### CHALLENGE
Please repeat the rows starting with the row with "We need you to process this image and detect any recessed" and going on through the row with "[165,54,256,130]", swapping "recessed stone carving" for "sunken stone relief" and changing nothing else. Give only those rows.

### DATA TO PROCESS
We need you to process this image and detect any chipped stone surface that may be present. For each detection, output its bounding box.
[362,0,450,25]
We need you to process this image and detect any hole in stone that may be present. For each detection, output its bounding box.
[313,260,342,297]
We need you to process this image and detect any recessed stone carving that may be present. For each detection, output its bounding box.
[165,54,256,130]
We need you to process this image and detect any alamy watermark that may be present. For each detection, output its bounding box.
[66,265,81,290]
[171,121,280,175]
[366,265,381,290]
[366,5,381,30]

--

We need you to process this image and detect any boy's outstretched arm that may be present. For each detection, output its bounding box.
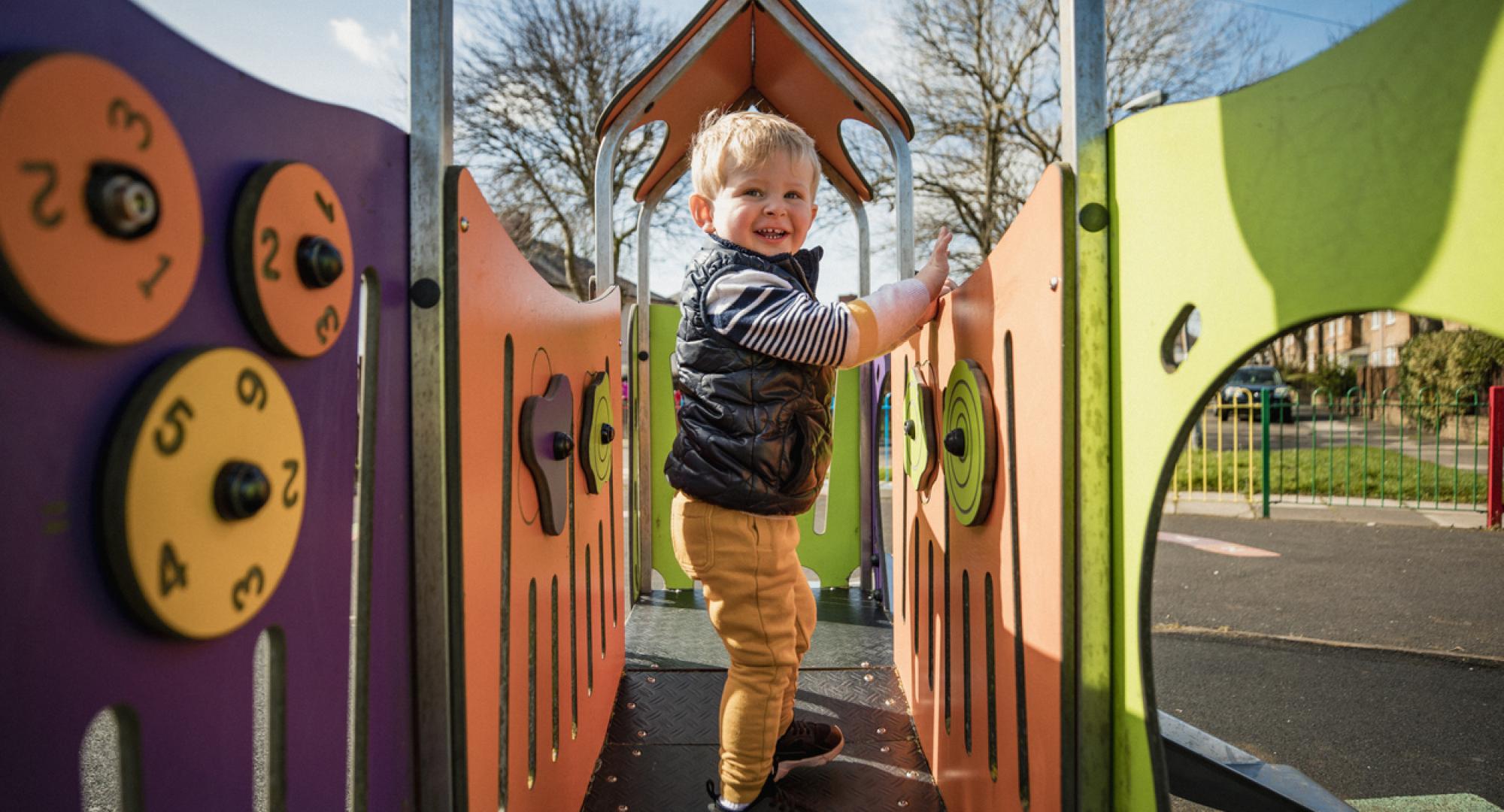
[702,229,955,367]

### RESULT OF THE TASK
We need you to process this image and detect any sunken stone relief that may be present. For each detection, output its bounding box.
[165,54,256,130]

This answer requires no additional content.